The Dow Index was first published in 1896 comprising 12 smokestack companies. DJIA grew to encompass 30 large industrial companies and became a popular business barometer. DJIA accounts for about 20% of the market value of all US equities. Dow Jones Industrial Average (DJIA) is an index of 30 largest and most liquid blue chip stocks traded on the New York Stock Exchange (NYSE). The average is maintained by the editors of the Wall Street Journal. Unlike the S&P 500, DJIA is a price weighted index.

Movement in the DJIA is sensitive to the news surrounding the 30 companies represented in the index particularly that with the highest prices as Dow is a price weighted index. Today DJIA is the most widely quoted market indicator in newspapers, radio, television and electronic media around the world.

Most countries with a vibrant stock market also have a futures contract on a stock index that represents that economy. Its not surprising that some of the most popular futures contracts are related to equity markets.  Stock-index futures are an integral part of the stock markets daily activity. Currently more than 70 stock-index futures contracts are traded on at least 20 exchanges around the world.

For example futures contracts are available on the Dow Jones Industrial Average (DJIA) as well as the broader Standard & Poor (S&P) 500 Index and the technology oriented NASDAQ-100 index known as Dow Futures, S&P 500 Futures and NADAQ-100 Futures and many other indexes in US. There are now many ETFs available also based on most of these indexes.

Similarly Hong Kong has Hang Seng Futures Contract on its famous Hang Seng Stock Index, France has CAC 40 futures contract on its CAC-40 stock index and United Kingdom (UK) has FTSE-100 futures contract on its famous FTSE-100 stock index, and Dow Jones Euro STOXX 50 covers selected stocks in the euro economy. DAX is another important stock index that ives a good measure of the German economy.

As a percentage of the total number of futures contracts traded, stock-index futures are by far the largest category of futures contracts traded. That dominance clearly speaks of the major role that stock-index futures play in risk management for the entire stock market. Stock index futures like the Dow Futures are traded for speculation as well as hedging purposes.

++++

# WRITTEN PROBLEM 1
What does the Dow passage say on each of these points?
(a) In what year was the Dow Index first published, and how many companies did it comprise then?
(b) Who maintains the average?
(c) How many stock-index futures contracts are currently traded, and on at least how many exchanges?
# WRITTEN PROBLEM 2
Can you quote the Dow passage between "For example futures" and "the German economy.", inclusive?
Work from the Dow passage alone.

++++

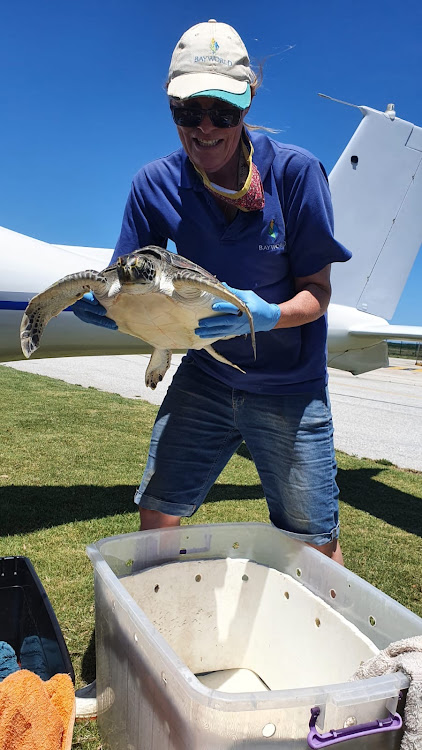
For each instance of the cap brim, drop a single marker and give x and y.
(192, 84)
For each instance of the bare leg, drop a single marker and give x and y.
(332, 549)
(153, 519)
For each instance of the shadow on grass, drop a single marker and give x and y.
(27, 509)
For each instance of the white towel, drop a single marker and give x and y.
(402, 656)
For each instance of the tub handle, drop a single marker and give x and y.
(317, 740)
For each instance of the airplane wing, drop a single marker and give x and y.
(389, 332)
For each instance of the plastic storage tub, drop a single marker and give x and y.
(28, 619)
(238, 632)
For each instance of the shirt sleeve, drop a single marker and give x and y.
(138, 227)
(309, 220)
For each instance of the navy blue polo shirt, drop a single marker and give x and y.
(292, 236)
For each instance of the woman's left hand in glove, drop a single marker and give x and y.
(265, 316)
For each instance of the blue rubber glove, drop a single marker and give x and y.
(89, 310)
(265, 316)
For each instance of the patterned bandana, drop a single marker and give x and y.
(250, 197)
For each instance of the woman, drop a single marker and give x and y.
(258, 215)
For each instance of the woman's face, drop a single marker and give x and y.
(209, 148)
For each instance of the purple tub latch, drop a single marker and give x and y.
(317, 740)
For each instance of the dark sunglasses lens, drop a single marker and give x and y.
(220, 118)
(225, 118)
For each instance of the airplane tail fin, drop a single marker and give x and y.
(376, 188)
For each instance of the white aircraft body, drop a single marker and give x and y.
(376, 187)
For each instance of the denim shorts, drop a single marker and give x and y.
(202, 422)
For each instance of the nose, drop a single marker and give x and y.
(206, 125)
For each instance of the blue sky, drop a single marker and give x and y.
(83, 103)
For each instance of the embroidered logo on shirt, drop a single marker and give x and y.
(273, 229)
(214, 46)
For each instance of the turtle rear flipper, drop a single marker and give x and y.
(52, 301)
(184, 280)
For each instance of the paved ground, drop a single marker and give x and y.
(376, 415)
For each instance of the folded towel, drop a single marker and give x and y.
(36, 715)
(32, 657)
(8, 660)
(402, 656)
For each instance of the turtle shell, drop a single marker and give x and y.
(173, 259)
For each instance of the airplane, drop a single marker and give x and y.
(376, 188)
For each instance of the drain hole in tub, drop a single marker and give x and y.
(268, 730)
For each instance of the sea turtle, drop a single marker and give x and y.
(152, 294)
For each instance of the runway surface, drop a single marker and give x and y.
(376, 415)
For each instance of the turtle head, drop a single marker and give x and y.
(136, 269)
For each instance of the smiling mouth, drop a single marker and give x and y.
(206, 144)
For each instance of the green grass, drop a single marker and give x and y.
(71, 458)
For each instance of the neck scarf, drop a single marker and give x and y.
(250, 196)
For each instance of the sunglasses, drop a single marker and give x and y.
(228, 117)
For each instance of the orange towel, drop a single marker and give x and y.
(36, 715)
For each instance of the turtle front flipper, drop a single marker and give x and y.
(52, 301)
(157, 367)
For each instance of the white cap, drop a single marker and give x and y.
(210, 59)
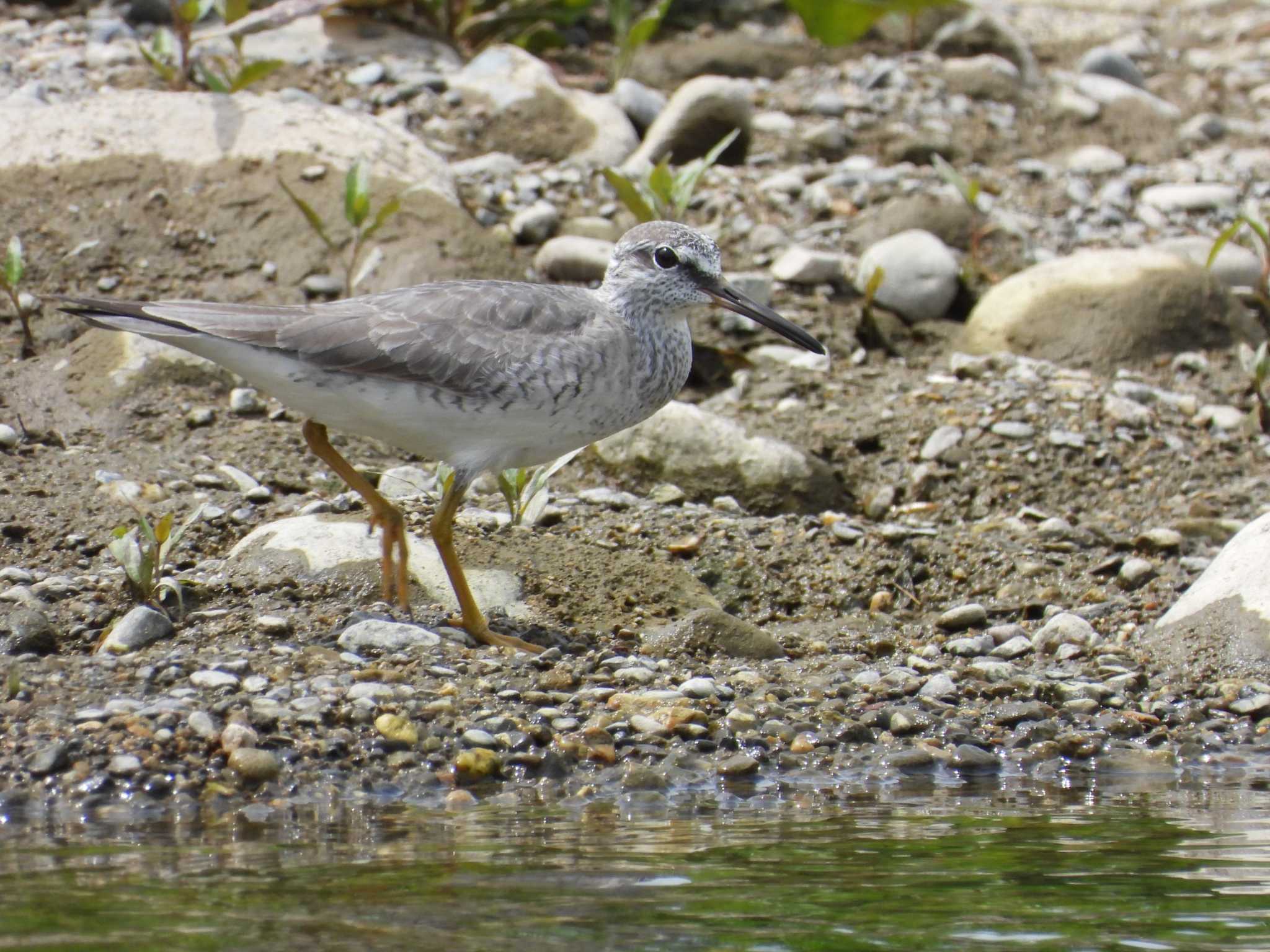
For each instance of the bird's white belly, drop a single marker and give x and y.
(469, 434)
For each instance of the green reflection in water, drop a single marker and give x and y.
(1178, 871)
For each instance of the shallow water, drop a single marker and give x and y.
(1162, 866)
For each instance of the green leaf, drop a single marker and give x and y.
(1228, 232)
(158, 60)
(255, 71)
(195, 11)
(647, 25)
(234, 11)
(629, 195)
(874, 283)
(357, 195)
(13, 263)
(310, 215)
(686, 182)
(842, 22)
(386, 211)
(660, 182)
(214, 83)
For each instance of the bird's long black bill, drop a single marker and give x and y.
(733, 300)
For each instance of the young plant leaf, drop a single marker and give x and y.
(254, 71)
(13, 263)
(386, 211)
(310, 216)
(629, 195)
(647, 25)
(357, 195)
(1228, 232)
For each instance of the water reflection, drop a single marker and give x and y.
(998, 865)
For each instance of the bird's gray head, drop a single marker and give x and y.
(660, 267)
(666, 262)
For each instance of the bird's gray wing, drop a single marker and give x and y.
(464, 335)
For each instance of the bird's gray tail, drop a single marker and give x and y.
(123, 315)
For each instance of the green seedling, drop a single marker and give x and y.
(11, 277)
(1256, 364)
(525, 489)
(357, 214)
(534, 24)
(1261, 289)
(970, 191)
(664, 195)
(143, 550)
(843, 22)
(630, 33)
(171, 51)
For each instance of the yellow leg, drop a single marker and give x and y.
(384, 514)
(443, 535)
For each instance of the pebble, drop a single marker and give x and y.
(968, 616)
(136, 630)
(244, 402)
(806, 266)
(254, 765)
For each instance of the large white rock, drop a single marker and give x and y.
(322, 546)
(920, 275)
(511, 79)
(700, 113)
(203, 128)
(708, 455)
(1221, 625)
(1104, 307)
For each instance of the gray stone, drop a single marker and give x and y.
(1095, 161)
(1235, 266)
(713, 631)
(1108, 90)
(1108, 61)
(29, 632)
(254, 765)
(326, 547)
(123, 765)
(920, 275)
(985, 76)
(1065, 628)
(967, 758)
(202, 725)
(807, 266)
(136, 630)
(406, 482)
(641, 103)
(520, 88)
(1189, 198)
(1105, 309)
(536, 224)
(738, 765)
(1221, 625)
(940, 442)
(700, 451)
(365, 75)
(385, 638)
(213, 679)
(50, 758)
(962, 617)
(573, 258)
(699, 113)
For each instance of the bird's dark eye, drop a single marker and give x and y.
(665, 257)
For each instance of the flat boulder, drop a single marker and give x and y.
(1105, 307)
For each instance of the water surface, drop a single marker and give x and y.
(1170, 867)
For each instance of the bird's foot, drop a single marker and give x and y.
(394, 560)
(481, 631)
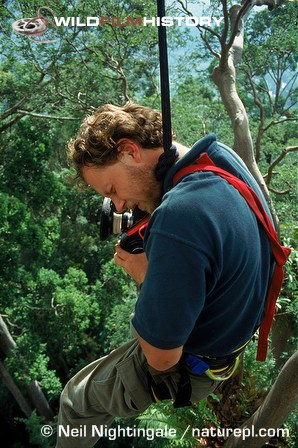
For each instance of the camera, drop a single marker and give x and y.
(132, 225)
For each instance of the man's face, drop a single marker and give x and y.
(127, 183)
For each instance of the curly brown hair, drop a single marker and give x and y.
(96, 141)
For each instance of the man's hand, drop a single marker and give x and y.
(134, 265)
(160, 359)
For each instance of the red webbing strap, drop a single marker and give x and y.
(280, 253)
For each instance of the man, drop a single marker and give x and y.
(204, 273)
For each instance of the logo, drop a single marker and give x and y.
(36, 26)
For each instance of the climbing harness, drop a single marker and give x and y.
(280, 253)
(217, 369)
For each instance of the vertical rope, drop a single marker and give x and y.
(164, 79)
(170, 154)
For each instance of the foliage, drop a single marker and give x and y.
(62, 298)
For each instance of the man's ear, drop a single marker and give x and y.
(129, 151)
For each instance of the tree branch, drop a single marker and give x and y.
(277, 160)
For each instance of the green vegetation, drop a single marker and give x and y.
(62, 299)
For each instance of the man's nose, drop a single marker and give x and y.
(119, 204)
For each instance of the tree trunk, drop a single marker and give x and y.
(272, 413)
(34, 392)
(224, 76)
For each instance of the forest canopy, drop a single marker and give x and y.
(63, 302)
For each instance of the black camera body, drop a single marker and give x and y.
(131, 225)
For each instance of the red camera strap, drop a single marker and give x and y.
(281, 253)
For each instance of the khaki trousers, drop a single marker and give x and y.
(114, 386)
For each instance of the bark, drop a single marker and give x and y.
(224, 76)
(276, 407)
(33, 390)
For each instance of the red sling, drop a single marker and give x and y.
(280, 253)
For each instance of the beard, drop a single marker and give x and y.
(148, 189)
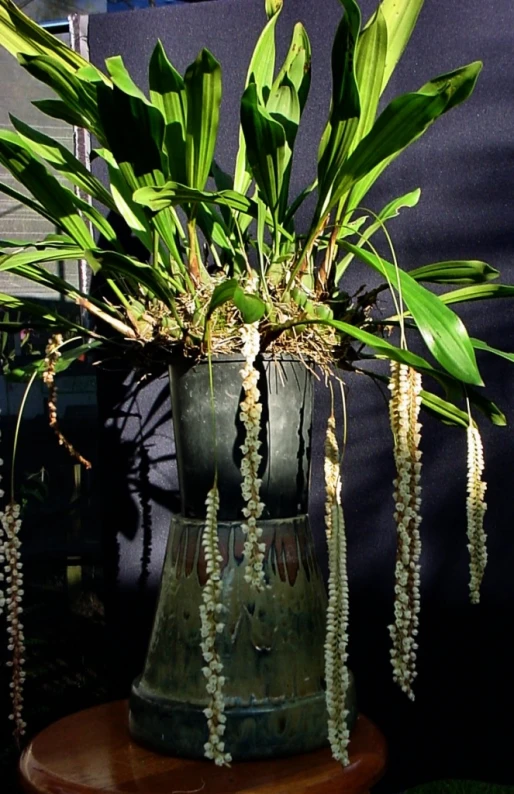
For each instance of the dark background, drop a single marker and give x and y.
(461, 722)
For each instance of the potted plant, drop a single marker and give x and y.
(242, 305)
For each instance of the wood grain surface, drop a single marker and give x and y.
(92, 752)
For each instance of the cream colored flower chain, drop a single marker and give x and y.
(250, 415)
(336, 641)
(475, 508)
(211, 625)
(405, 386)
(11, 596)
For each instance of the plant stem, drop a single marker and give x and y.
(17, 429)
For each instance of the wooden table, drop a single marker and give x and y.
(91, 752)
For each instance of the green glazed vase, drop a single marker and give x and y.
(272, 643)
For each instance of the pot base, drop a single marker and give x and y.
(252, 732)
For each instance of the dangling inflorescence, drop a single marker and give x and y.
(405, 386)
(475, 507)
(250, 415)
(336, 642)
(211, 626)
(52, 356)
(12, 602)
(11, 595)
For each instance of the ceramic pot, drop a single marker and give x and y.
(272, 644)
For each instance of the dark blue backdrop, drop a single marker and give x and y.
(461, 722)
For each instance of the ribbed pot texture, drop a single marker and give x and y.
(272, 644)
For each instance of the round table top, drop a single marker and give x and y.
(91, 751)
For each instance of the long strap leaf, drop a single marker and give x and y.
(443, 331)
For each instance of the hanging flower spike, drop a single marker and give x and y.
(336, 642)
(211, 626)
(475, 508)
(2, 551)
(250, 415)
(52, 356)
(10, 551)
(405, 386)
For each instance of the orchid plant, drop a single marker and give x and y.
(224, 266)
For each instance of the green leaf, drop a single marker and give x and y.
(134, 132)
(391, 210)
(60, 158)
(139, 273)
(445, 411)
(478, 292)
(203, 91)
(296, 68)
(19, 34)
(168, 93)
(370, 57)
(479, 345)
(284, 106)
(79, 96)
(338, 135)
(443, 331)
(66, 359)
(273, 7)
(57, 109)
(487, 407)
(122, 79)
(469, 271)
(214, 229)
(260, 72)
(172, 194)
(58, 202)
(400, 17)
(266, 148)
(222, 293)
(21, 198)
(252, 308)
(382, 348)
(402, 122)
(52, 240)
(8, 261)
(38, 313)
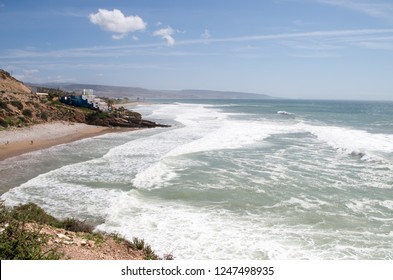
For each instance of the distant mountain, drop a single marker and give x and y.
(142, 93)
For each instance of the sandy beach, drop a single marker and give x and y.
(18, 141)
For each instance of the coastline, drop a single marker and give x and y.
(15, 142)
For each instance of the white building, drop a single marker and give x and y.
(88, 94)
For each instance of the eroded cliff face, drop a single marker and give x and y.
(20, 107)
(9, 84)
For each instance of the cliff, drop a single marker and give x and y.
(20, 107)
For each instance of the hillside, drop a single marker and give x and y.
(142, 93)
(20, 107)
(10, 84)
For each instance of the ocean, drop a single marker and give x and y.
(231, 179)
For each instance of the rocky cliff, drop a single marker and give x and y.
(20, 107)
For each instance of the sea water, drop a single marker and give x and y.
(231, 179)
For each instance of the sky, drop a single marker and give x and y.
(307, 49)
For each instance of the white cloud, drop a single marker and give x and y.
(166, 33)
(375, 9)
(115, 21)
(119, 36)
(206, 34)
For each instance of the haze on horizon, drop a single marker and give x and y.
(314, 49)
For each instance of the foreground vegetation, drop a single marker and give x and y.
(21, 241)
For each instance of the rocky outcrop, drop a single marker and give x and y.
(120, 118)
(20, 107)
(10, 84)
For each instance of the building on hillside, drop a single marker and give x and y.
(87, 100)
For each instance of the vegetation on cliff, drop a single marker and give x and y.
(27, 232)
(20, 107)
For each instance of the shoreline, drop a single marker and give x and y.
(18, 141)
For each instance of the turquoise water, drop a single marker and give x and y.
(234, 179)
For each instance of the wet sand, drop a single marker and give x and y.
(18, 141)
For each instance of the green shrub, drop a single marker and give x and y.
(76, 226)
(3, 105)
(140, 245)
(12, 121)
(44, 116)
(3, 123)
(27, 113)
(17, 243)
(17, 104)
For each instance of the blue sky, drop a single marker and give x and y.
(316, 49)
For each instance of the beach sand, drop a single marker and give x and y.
(18, 141)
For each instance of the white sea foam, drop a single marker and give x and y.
(288, 210)
(352, 141)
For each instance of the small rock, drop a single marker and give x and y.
(62, 236)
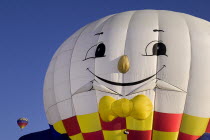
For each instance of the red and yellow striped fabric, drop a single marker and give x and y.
(164, 126)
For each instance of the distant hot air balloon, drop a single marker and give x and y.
(22, 122)
(137, 75)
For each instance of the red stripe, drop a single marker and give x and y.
(167, 122)
(72, 126)
(116, 124)
(183, 136)
(98, 135)
(139, 135)
(208, 127)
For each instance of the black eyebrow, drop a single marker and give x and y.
(156, 30)
(99, 33)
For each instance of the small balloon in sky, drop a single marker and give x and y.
(22, 122)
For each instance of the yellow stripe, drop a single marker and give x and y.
(142, 125)
(193, 125)
(77, 137)
(114, 135)
(89, 122)
(59, 127)
(160, 135)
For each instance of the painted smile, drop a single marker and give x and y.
(126, 84)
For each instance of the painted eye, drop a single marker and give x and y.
(159, 49)
(100, 50)
(155, 48)
(96, 51)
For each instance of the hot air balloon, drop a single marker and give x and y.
(22, 122)
(137, 75)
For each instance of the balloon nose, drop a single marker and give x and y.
(123, 64)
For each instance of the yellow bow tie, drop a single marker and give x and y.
(139, 108)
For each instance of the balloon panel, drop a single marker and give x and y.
(167, 55)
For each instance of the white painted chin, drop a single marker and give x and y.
(150, 85)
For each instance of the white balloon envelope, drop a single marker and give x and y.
(146, 73)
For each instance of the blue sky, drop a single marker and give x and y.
(30, 33)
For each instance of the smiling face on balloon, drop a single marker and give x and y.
(127, 66)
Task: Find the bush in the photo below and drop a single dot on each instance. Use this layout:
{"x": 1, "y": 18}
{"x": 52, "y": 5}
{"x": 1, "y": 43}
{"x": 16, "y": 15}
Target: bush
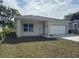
{"x": 1, "y": 35}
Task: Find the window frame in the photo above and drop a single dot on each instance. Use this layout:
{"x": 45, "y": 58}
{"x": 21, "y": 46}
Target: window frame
{"x": 29, "y": 28}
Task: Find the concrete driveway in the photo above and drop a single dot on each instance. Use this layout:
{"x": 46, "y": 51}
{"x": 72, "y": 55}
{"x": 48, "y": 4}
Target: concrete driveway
{"x": 72, "y": 37}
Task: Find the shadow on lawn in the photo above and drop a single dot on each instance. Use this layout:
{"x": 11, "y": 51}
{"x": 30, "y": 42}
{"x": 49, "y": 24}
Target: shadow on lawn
{"x": 12, "y": 39}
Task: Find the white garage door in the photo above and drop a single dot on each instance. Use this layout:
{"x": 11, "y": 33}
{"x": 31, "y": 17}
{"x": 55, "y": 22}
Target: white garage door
{"x": 57, "y": 29}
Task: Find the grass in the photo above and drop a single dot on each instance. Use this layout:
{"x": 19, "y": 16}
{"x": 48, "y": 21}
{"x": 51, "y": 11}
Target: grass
{"x": 40, "y": 48}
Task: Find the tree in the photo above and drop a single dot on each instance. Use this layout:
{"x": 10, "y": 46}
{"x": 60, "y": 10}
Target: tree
{"x": 6, "y": 14}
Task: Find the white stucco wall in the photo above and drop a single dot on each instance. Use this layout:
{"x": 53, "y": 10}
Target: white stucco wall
{"x": 57, "y": 25}
{"x": 37, "y": 30}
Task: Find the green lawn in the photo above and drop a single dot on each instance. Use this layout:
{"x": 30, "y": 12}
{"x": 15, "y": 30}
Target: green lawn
{"x": 51, "y": 48}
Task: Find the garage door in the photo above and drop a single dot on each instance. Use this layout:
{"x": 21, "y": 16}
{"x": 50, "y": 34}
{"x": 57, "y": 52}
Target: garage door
{"x": 57, "y": 29}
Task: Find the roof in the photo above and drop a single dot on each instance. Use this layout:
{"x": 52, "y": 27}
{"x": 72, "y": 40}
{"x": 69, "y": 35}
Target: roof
{"x": 38, "y": 18}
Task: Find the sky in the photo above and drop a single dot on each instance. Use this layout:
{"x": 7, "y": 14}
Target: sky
{"x": 47, "y": 8}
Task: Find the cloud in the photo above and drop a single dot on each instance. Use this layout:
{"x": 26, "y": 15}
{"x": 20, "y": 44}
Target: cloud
{"x": 49, "y": 8}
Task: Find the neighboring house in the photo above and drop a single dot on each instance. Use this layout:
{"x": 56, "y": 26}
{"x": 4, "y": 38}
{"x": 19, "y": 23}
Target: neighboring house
{"x": 74, "y": 26}
{"x": 40, "y": 26}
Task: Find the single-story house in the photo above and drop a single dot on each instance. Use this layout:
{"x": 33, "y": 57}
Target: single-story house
{"x": 30, "y": 25}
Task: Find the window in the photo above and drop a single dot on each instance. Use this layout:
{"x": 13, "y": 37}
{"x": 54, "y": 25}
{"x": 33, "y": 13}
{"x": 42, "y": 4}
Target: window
{"x": 28, "y": 27}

++++

# SOLUTION 1
(a) 1896, with 12 smokestack companies.
(b) The editors of the Wall Street Journal.
(c) More than 70 contracts, on at least 20 exchanges around the world.

# SOLUTION 2
For example futures contracts are available on the Dow Jones Industrial Average (DJIA) as well as the broader Standard & Poor (S&P) 500 Index and the technology oriented NASDAQ-100 index known as Dow Futures, S&P 500 Futures and NADAQ-100 Futures and many other indexes in US. There are now many ETFs available also based on most of these indexes.

Similarly Hong Kong has Hang Seng Futures Contract on its famous Hang Seng Stock Index, France has CAC 40 futures contract on its CAC-40 stock index and United Kingdom (UK) has FTSE-100 futures contract on its famous FTSE-100 stock index, and Dow Jones Euro STOXX 50 covers selected stocks in the euro economy. DAX is another important stock index that ives a good measure of the German economy.